● **Exercise**
Scale the data below by copying every line, requests included, and multiplying each x and y coordinate in the answers by 2.6. Round each result to a whole number, with halves rounded up.

==== Material to process

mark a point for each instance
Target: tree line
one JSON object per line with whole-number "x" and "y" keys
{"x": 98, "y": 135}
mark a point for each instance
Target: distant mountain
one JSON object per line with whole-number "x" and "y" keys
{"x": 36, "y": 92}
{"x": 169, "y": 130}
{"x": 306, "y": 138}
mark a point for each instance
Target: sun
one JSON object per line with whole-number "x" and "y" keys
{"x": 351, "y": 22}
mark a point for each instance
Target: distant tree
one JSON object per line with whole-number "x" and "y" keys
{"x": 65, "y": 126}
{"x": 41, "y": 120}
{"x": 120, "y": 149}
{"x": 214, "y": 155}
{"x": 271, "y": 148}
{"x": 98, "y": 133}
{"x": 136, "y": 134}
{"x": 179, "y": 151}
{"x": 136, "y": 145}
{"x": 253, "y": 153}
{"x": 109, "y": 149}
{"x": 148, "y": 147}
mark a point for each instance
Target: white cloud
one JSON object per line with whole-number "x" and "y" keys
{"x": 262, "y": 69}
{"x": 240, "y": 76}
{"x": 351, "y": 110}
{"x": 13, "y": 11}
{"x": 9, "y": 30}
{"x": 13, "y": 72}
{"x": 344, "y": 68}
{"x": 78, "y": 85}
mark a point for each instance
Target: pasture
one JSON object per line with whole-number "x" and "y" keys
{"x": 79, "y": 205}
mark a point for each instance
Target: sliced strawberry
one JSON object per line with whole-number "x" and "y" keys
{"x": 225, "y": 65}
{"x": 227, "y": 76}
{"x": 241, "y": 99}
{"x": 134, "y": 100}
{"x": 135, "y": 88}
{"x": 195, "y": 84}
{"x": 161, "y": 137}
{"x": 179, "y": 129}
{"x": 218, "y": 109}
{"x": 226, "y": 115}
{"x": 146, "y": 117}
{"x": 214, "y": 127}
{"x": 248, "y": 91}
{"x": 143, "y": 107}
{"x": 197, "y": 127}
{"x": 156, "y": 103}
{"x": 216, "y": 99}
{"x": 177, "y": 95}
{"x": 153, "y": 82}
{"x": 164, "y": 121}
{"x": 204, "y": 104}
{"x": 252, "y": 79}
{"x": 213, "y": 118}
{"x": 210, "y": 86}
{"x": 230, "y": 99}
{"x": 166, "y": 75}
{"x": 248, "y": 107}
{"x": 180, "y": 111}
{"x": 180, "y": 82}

========

● **Output**
mark a point for each instance
Target: tree line
one JSON object per line with whole-number "x" and "y" keys
{"x": 255, "y": 351}
mark a point for each instance
Target: distant mountain
one JSON object per line with whole-number "x" and "y" keys
{"x": 94, "y": 239}
{"x": 439, "y": 338}
{"x": 796, "y": 359}
mark a point for each instance
Target: sun
one JSON object per line with whole-number "x" and "y" keys
{"x": 913, "y": 57}
mark a point for each instance
Target: distant tree
one JSON object per line with whole-number "x" and "y" keys
{"x": 169, "y": 328}
{"x": 107, "y": 312}
{"x": 312, "y": 387}
{"x": 556, "y": 403}
{"x": 705, "y": 385}
{"x": 255, "y": 346}
{"x": 354, "y": 348}
{"x": 465, "y": 393}
{"x": 354, "y": 377}
{"x": 658, "y": 398}
{"x": 283, "y": 387}
{"x": 385, "y": 382}
mark a point for each instance
Target: white cloud
one JSON object per line with whole-number "x" and "y" keys
{"x": 681, "y": 179}
{"x": 624, "y": 198}
{"x": 913, "y": 286}
{"x": 34, "y": 29}
{"x": 23, "y": 78}
{"x": 34, "y": 187}
{"x": 894, "y": 177}
{"x": 203, "y": 221}
mark a point for each instance
Target: pasture
one JSON object per line with whole-number "x" and "y" keys
{"x": 205, "y": 533}
mark a point for each instance
Target: sliced strawberry
one JSON object per line with whole-number "x" and "y" keys
{"x": 585, "y": 169}
{"x": 590, "y": 198}
{"x": 627, "y": 257}
{"x": 348, "y": 260}
{"x": 351, "y": 229}
{"x": 507, "y": 218}
{"x": 419, "y": 356}
{"x": 465, "y": 335}
{"x": 567, "y": 283}
{"x": 588, "y": 299}
{"x": 380, "y": 304}
{"x": 556, "y": 330}
{"x": 645, "y": 237}
{"x": 372, "y": 278}
{"x": 512, "y": 330}
{"x": 406, "y": 268}
{"x": 562, "y": 257}
{"x": 460, "y": 247}
{"x": 398, "y": 213}
{"x": 426, "y": 315}
{"x": 530, "y": 270}
{"x": 655, "y": 205}
{"x": 554, "y": 307}
{"x": 546, "y": 224}
{"x": 598, "y": 257}
{"x": 432, "y": 195}
{"x": 645, "y": 278}
{"x": 468, "y": 289}
{"x": 468, "y": 213}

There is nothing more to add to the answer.